# TASK BRIEF:
Rewrite the lines from the one containing "row in the photo above." through the final line, both included, as a numbered list with blank lines left out. List only those lines.

# DATA FOR THE TASK:

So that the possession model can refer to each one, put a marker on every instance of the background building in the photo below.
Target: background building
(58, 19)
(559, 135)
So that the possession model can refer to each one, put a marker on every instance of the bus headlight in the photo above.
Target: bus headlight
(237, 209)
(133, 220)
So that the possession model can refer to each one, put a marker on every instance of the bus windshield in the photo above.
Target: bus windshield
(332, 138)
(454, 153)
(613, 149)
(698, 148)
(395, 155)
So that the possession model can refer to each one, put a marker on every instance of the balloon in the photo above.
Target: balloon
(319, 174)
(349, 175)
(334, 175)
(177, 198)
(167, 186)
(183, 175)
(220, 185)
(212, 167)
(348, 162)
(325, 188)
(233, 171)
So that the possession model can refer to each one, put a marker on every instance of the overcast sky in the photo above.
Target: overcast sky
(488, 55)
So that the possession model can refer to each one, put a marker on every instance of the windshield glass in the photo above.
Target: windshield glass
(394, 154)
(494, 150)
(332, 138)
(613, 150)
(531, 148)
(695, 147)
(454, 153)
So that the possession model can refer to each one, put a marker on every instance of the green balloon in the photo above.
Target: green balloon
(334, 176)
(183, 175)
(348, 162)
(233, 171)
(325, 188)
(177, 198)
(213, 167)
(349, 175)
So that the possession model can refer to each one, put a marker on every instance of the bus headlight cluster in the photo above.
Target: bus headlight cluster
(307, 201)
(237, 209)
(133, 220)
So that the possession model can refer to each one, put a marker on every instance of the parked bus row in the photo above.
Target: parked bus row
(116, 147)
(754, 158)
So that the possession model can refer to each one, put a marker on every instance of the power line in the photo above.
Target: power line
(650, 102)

# THE RESULT:
1. So that the possession model can refer to each one, put a marker on every instance of the parked bus row in the photo above.
2. Target: parked bus row
3. (116, 147)
4. (754, 158)
5. So that the possession model can refer to each one, put a marker on every instance of the power line in the photo above.
6. Target: power line
7. (650, 102)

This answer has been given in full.